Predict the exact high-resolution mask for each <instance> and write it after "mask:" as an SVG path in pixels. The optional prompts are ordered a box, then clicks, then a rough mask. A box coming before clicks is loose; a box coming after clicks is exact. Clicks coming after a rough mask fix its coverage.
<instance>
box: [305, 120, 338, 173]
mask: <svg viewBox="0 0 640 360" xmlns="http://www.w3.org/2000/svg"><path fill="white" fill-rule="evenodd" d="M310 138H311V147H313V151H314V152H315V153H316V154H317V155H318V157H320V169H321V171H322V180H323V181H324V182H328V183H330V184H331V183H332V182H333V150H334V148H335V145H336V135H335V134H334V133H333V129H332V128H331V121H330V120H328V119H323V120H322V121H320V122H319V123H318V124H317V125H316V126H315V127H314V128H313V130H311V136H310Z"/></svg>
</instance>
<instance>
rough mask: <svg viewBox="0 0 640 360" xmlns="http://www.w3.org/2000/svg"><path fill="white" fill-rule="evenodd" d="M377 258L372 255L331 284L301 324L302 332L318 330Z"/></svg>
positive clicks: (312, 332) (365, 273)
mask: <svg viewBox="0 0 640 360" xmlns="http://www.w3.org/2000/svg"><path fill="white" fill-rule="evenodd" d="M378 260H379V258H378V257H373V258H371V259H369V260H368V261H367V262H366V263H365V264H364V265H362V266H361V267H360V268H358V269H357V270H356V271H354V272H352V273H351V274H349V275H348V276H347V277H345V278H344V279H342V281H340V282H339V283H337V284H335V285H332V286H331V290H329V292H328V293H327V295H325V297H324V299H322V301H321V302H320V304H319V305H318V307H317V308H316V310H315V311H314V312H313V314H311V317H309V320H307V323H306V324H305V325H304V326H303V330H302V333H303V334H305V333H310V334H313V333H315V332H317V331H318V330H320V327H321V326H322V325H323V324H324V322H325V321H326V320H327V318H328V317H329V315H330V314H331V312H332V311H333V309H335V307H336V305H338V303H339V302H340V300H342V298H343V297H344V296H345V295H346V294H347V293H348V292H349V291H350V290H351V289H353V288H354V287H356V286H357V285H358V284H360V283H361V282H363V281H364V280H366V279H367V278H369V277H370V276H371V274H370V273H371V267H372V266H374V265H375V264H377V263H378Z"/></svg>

__________

Task brief:
Reproduce the records above, substituting "coarse mask" for each occurrence of "rough mask" and keeping everything else the same.

Answer for this exercise:
Predict the exact high-resolution mask for each <instance> and write it after "mask:" as an SVG path in pixels. The optional prompts are ordered a box, then clicks, then a coarse mask. A box coming before clicks is loose; a box coming after clicks is exact. Clicks coming after a coarse mask fix its coverage.
<instance>
box: [305, 120, 338, 173]
mask: <svg viewBox="0 0 640 360" xmlns="http://www.w3.org/2000/svg"><path fill="white" fill-rule="evenodd" d="M310 138H311V147H313V151H314V152H315V153H316V154H317V155H318V157H320V169H321V171H322V180H323V181H324V182H328V183H330V184H331V183H332V182H333V150H334V148H335V145H336V135H335V134H334V133H333V129H332V128H331V121H330V120H328V119H323V120H322V121H320V122H319V123H318V124H317V125H316V126H315V127H314V128H313V130H311V136H310Z"/></svg>
</instance>
<instance>
coarse mask: <svg viewBox="0 0 640 360" xmlns="http://www.w3.org/2000/svg"><path fill="white" fill-rule="evenodd" d="M377 258L372 255L331 284L301 324L302 332L318 330Z"/></svg>
positive clicks: (312, 332) (365, 273)
mask: <svg viewBox="0 0 640 360" xmlns="http://www.w3.org/2000/svg"><path fill="white" fill-rule="evenodd" d="M378 260H379V258H378V257H373V258H371V259H369V260H368V261H367V262H366V263H365V264H364V265H362V266H361V267H360V268H358V269H357V270H356V271H354V272H352V273H351V274H349V275H348V276H347V277H345V278H344V279H342V281H340V282H339V283H337V284H335V285H332V286H331V290H329V292H328V293H327V295H325V297H324V299H322V301H321V302H320V304H319V305H318V307H317V308H316V310H315V311H314V312H313V314H311V317H309V320H307V323H306V324H305V325H304V326H303V330H302V333H303V334H305V333H310V334H313V333H315V332H317V331H318V330H320V327H321V326H322V325H323V324H324V322H325V321H326V320H327V318H328V317H329V315H330V314H331V312H332V311H333V309H335V307H336V305H338V303H339V302H340V300H342V298H343V297H344V296H345V295H346V294H347V293H348V292H349V291H350V290H351V289H353V288H354V287H356V286H357V285H358V284H360V283H361V282H363V281H364V280H366V279H367V278H369V277H370V276H371V274H370V273H371V267H372V266H374V265H375V264H377V263H378Z"/></svg>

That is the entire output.